(Saved data entries)
········

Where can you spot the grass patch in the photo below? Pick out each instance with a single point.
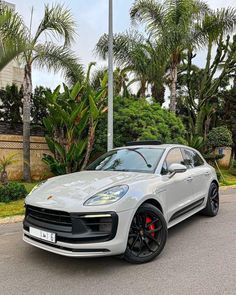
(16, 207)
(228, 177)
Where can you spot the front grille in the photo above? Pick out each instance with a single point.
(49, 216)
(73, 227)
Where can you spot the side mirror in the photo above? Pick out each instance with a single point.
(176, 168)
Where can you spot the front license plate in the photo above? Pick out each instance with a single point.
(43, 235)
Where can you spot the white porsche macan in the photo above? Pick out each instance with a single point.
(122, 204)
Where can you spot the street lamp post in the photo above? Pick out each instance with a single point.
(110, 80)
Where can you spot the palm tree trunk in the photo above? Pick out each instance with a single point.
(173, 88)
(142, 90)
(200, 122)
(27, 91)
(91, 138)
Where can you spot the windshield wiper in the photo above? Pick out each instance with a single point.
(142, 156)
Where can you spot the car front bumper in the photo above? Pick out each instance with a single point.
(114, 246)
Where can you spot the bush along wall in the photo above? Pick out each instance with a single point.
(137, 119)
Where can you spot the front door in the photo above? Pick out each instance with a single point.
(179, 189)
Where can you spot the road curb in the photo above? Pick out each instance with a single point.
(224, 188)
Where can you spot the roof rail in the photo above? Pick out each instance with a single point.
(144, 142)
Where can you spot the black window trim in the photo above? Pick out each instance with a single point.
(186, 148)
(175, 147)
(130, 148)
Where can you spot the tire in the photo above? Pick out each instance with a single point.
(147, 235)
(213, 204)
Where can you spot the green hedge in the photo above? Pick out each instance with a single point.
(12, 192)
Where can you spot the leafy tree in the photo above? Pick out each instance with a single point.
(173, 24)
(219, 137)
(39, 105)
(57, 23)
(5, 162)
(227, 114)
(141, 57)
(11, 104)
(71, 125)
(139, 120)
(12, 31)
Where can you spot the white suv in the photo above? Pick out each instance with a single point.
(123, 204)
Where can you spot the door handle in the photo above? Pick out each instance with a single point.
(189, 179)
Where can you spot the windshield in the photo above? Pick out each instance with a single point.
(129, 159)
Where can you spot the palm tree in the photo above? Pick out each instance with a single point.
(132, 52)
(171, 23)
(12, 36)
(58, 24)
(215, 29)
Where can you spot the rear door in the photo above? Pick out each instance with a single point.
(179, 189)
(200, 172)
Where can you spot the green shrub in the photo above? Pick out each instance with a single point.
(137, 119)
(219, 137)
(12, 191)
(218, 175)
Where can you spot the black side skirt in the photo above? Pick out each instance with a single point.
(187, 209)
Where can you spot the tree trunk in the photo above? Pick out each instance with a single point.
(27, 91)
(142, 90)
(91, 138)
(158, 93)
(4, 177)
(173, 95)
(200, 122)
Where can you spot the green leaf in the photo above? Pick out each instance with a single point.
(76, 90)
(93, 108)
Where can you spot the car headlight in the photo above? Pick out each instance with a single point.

········

ACTION ITEM: Set down all of the entries exactly as they appear, but keep the images out.

TASK RESPONSE:
Where can you spot the grass patch in the photo below? Pick out each instance with a single point.
(16, 207)
(228, 177)
Where can you spot the front grille in the photo above? Pick out each instance with a single point.
(49, 216)
(73, 227)
Where can you spot the side mirror in the photo above? Pick out each instance with a single point.
(176, 168)
Where can you spot the front license plate in the photo above? Pick out each instance with a single point.
(43, 235)
Where can you spot the white porsche macan in the photo above? Pick out each instance with a single point.
(122, 204)
Where can you spot the street lamp post in the photo above? Pick out each instance with a single point.
(110, 80)
Where can you spot the palm tree trunk in the photo above? Pick out each instance with a single point.
(173, 88)
(142, 90)
(200, 122)
(27, 91)
(91, 138)
Where can you spot the windshield wiper in the photo above? Pick out each instance with a single point.
(142, 156)
Where can you spot the car front bumper in the photo above? Pick out each instance with a single point.
(114, 246)
Where can you spot the bush along wall in the photo above? Pick out each instance with a single point.
(137, 119)
Where can you spot the front door in the photo above? Pick out each instance with a single point.
(179, 189)
Where can you spot the road curb in the photo above? Pick out each instance with a single point.
(224, 188)
Where can you spot the roof rail in the photo above? Pick out each instance with a single point.
(144, 142)
Where can you spot the black window trim in the photo above? Pick out each instance with a single point.
(186, 148)
(175, 147)
(130, 148)
Where can you spot the tire in the photo above? Pick out each instance with a single point.
(147, 235)
(213, 204)
Where can you spot the green hedge in the photo above? Pick out each instance with a single point.
(12, 192)
Where can you spot the leafy tree in the photo above? Pick out each instance with a single point.
(173, 24)
(219, 137)
(39, 105)
(57, 23)
(5, 162)
(227, 114)
(141, 57)
(11, 104)
(71, 125)
(139, 120)
(12, 31)
Where can you spot the white suv in the photo above? Pick out each instance with a single point.
(123, 204)
Where can you spot the door handle in the photo above? Pick out each instance with a single point.
(189, 179)
Where can you spot the windshield in the photo above? Pick out each instance with a single point.
(129, 159)
Where can you spot the palm tree in the photo above? Pick out each instance with a single point.
(132, 52)
(171, 23)
(12, 36)
(58, 24)
(215, 29)
Where can you spot the rear door in the photo above? Pick out each instance with a single point.
(179, 189)
(200, 172)
Where can you spot the green shrub in the photo above? Pick out each instance with a single point.
(137, 119)
(219, 137)
(12, 191)
(218, 175)
Where can you spot the black side skirt in the photo above? Pick out each instance with a single point.
(187, 209)
Where can you spot the tree trunk in the photo above? Pick out each instance with a single point.
(27, 91)
(142, 90)
(91, 138)
(158, 93)
(4, 177)
(173, 95)
(200, 122)
Where can you spot the green leaf in the photo above? Pick out each instance with a single point.
(76, 90)
(93, 108)
Where can you spot the car headlight in the photo above? Pick out each instance with a single point.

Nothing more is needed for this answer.